START DATA TO USE

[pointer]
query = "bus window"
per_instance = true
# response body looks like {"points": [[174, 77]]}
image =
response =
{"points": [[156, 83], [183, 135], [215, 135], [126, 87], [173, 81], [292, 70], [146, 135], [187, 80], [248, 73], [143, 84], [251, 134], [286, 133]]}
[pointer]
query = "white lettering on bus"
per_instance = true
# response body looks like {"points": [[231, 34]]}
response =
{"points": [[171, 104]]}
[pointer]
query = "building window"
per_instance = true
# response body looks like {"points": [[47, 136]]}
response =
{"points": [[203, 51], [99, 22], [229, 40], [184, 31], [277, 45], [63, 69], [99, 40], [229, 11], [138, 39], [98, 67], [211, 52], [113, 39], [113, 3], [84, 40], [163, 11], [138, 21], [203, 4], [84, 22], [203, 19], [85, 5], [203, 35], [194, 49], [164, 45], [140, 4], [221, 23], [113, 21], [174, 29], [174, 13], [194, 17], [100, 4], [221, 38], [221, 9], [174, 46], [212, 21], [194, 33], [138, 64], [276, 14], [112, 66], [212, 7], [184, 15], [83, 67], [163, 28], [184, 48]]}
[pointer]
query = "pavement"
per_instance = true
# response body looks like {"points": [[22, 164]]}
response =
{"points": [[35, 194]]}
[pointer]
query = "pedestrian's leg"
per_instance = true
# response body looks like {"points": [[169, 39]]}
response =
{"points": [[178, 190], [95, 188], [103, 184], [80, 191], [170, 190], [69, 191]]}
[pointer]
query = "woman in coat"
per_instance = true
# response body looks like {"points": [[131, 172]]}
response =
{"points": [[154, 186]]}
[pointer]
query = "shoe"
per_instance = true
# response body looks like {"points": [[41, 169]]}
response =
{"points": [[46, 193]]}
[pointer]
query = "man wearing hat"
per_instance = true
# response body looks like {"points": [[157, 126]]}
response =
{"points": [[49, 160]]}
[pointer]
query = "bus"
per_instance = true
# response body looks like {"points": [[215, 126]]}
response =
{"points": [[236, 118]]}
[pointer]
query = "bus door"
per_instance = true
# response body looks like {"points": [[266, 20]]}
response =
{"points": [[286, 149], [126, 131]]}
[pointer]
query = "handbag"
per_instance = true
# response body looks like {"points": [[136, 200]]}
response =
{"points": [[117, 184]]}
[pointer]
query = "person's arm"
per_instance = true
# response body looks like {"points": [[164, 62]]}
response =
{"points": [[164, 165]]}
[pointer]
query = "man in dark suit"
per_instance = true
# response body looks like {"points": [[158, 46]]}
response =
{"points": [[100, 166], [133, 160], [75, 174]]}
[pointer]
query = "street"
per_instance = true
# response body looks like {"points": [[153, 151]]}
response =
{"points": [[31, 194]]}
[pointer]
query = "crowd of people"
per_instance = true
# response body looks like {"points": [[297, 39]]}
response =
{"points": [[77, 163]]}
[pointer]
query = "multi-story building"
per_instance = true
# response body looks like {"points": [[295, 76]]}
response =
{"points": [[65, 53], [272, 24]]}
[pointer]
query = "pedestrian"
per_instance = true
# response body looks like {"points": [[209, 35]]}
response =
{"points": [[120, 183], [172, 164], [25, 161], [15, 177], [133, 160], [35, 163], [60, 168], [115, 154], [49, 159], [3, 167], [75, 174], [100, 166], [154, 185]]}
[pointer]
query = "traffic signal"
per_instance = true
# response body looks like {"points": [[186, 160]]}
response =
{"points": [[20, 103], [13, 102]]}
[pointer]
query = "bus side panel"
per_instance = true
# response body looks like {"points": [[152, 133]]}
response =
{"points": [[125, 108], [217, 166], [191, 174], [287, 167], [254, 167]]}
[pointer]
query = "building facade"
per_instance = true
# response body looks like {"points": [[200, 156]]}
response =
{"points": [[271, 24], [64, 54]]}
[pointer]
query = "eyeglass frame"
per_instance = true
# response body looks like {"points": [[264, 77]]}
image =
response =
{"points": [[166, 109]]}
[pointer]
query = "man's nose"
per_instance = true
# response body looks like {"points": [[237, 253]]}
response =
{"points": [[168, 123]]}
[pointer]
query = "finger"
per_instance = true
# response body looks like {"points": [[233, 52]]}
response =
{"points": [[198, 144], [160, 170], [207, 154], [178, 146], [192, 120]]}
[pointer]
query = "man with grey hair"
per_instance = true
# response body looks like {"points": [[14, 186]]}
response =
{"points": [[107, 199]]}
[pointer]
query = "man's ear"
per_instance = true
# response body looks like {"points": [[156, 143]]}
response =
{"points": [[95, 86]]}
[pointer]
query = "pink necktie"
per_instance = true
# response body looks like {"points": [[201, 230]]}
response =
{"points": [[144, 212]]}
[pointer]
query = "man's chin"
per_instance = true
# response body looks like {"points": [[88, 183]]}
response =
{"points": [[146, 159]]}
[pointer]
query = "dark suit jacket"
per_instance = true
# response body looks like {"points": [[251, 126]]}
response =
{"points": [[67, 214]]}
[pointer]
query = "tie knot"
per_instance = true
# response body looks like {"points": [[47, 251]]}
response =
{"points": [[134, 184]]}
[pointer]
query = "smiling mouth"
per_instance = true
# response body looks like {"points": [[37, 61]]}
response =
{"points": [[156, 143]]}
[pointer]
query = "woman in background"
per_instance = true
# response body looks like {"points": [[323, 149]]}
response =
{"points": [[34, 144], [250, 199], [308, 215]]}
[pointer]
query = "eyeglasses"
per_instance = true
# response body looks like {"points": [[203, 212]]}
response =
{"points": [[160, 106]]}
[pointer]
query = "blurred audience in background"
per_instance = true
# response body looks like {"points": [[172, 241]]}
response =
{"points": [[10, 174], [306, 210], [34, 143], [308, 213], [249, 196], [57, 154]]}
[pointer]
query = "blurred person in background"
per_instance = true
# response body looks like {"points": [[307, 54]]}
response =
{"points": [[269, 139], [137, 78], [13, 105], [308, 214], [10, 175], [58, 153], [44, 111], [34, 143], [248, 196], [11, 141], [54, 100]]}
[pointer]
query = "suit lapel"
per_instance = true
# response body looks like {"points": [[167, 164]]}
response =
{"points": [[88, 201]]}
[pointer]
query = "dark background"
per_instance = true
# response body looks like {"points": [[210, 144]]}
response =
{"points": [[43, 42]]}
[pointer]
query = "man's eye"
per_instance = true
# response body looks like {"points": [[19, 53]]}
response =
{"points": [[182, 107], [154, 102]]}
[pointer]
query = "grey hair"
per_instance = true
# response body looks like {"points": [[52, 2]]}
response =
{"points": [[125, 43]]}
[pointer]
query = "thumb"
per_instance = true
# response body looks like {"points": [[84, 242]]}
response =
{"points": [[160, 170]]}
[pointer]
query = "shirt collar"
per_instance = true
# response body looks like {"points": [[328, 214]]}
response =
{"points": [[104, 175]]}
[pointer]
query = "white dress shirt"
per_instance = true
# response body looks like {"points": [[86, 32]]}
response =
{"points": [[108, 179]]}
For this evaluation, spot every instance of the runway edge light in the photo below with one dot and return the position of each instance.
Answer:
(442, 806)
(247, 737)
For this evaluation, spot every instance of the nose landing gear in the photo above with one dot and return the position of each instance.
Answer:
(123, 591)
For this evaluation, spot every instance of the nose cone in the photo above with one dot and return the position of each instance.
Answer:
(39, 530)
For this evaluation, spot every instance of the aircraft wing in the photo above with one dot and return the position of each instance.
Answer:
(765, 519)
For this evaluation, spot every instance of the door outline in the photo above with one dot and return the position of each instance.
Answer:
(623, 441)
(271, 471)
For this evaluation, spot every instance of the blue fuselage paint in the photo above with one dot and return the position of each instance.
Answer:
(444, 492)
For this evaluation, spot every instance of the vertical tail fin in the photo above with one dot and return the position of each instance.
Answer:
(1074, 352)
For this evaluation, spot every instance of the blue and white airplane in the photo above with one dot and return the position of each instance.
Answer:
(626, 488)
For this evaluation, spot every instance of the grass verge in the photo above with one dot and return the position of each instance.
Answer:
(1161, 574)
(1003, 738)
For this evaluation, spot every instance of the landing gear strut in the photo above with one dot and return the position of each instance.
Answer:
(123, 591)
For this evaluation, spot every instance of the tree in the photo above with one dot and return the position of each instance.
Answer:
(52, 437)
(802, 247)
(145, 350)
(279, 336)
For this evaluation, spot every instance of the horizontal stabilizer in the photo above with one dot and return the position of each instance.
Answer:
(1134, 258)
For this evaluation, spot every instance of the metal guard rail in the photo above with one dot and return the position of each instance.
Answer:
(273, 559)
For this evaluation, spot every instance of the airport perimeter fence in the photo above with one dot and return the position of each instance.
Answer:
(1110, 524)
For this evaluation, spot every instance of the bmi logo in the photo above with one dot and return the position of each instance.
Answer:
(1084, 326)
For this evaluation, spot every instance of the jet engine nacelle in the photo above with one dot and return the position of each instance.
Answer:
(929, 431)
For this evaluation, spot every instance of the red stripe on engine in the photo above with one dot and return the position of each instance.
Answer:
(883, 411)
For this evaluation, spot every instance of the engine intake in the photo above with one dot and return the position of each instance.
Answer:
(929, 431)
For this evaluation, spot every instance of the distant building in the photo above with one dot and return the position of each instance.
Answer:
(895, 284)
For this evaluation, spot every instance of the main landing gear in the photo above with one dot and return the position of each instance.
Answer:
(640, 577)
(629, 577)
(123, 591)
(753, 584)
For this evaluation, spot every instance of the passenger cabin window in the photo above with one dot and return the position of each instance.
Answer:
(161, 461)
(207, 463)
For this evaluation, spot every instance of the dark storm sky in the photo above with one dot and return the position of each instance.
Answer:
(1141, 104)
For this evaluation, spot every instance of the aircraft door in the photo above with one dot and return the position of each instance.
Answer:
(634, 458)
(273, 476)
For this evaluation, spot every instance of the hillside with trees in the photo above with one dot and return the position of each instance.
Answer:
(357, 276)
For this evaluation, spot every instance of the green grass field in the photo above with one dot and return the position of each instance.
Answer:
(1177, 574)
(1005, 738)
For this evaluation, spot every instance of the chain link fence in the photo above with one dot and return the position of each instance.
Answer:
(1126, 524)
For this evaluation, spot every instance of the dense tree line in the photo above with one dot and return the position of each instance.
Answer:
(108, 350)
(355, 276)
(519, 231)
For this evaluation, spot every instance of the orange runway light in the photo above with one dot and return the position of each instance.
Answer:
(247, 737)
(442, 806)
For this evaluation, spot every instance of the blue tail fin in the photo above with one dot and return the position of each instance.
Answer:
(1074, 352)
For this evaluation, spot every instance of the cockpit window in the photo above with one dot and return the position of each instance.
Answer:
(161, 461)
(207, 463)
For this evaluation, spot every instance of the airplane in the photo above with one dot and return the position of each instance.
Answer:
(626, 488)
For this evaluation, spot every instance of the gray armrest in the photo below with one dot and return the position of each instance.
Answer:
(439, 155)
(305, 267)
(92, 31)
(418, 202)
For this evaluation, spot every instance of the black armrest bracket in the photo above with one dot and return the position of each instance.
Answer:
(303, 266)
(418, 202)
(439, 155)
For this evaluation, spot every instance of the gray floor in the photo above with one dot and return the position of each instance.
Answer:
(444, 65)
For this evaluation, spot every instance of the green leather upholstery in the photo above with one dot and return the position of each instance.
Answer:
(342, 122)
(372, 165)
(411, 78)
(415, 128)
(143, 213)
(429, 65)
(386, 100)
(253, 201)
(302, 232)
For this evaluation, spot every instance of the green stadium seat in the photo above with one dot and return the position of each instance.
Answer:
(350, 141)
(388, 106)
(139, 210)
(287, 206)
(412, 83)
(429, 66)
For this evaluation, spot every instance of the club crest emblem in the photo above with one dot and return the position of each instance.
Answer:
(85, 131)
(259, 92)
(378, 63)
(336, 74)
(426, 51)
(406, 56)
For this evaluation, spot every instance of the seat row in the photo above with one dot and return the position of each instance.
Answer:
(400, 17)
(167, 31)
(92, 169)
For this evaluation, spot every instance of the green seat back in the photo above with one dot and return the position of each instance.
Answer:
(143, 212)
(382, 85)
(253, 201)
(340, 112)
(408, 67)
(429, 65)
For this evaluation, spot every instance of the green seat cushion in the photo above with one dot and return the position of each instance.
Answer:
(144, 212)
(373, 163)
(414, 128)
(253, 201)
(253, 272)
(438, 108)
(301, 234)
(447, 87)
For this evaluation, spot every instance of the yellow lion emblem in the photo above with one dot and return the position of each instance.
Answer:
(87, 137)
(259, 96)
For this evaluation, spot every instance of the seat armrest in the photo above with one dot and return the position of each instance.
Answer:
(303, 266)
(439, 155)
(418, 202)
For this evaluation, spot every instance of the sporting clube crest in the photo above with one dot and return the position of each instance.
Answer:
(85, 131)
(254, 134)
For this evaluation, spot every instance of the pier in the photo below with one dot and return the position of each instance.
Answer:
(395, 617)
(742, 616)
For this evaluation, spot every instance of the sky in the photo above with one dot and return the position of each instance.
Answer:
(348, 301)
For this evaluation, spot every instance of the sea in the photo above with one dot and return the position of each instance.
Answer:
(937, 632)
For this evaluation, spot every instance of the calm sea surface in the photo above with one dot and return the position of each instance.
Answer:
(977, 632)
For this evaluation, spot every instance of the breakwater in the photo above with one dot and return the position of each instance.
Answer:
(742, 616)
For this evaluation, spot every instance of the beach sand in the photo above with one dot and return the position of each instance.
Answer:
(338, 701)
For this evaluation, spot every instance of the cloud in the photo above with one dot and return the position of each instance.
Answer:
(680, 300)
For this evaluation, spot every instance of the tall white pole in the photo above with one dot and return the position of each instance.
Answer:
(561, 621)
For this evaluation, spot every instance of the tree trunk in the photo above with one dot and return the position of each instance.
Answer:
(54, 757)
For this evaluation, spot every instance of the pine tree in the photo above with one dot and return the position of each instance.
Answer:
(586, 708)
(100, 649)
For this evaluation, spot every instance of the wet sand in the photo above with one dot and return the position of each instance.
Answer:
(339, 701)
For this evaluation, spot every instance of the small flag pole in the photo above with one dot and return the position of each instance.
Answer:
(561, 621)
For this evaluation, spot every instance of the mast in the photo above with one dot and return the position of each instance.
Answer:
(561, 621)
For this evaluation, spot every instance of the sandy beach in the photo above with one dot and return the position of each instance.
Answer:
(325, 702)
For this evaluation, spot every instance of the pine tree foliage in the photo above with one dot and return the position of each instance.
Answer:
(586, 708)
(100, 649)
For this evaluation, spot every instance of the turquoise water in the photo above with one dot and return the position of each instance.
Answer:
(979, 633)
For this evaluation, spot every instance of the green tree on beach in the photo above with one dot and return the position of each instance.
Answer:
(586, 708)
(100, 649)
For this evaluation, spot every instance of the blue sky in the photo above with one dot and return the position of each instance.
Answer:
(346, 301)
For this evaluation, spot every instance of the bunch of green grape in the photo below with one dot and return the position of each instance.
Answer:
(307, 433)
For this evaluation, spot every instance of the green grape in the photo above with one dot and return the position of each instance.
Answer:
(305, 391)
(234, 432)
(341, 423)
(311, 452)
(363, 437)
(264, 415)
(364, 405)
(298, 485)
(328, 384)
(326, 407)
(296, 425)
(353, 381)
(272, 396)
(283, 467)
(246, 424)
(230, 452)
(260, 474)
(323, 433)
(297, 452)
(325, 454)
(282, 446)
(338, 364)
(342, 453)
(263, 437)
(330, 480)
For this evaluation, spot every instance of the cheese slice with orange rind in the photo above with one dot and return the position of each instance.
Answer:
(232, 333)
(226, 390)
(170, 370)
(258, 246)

END DATA TO USE

## EXERCISE DIRECTIONS
Reproduce only the material starting at the line containing "For this evaluation, spot every instance of the door" and ending at the line containing "(1134, 258)", with every occurrence of "dot" changed to "marker" and everything else left unchanged.

## RESPONSE TO THE EXERCISE
For this evaluation, spot every instance of the door outline in the photo above with one marker and return the position of each instance.
Answer:
(623, 441)
(271, 471)
For this evaluation, spot every instance of the blue fuselage paint in the photo above with one marker and return the position of each instance.
Answer:
(444, 492)
For this evaluation, spot every instance of the vertical tail fin in the photo above with one marker and return the position of each instance.
Answer:
(1074, 352)
For this evaluation, spot every instance of the blue and white airplane in the photo above with one marker and return the position of each instance.
Answer:
(626, 488)
For this evaluation, spot every instance of the grass verge in the photo above with one marker and return the position of each instance.
Answer:
(1161, 574)
(1003, 738)
For this evaluation, spot every instance of the landing gear strut in the photo above with one marker and return the position of each instance.
Answer:
(123, 591)
For this evaluation, spot every instance of the tree in the photo above with one marker and return the position of each instance.
Answer:
(52, 437)
(802, 247)
(145, 350)
(279, 336)
For this evaluation, spot every instance of the horizontal stabilizer in the photo above with one marker and return the position of each instance.
Answer:
(1134, 258)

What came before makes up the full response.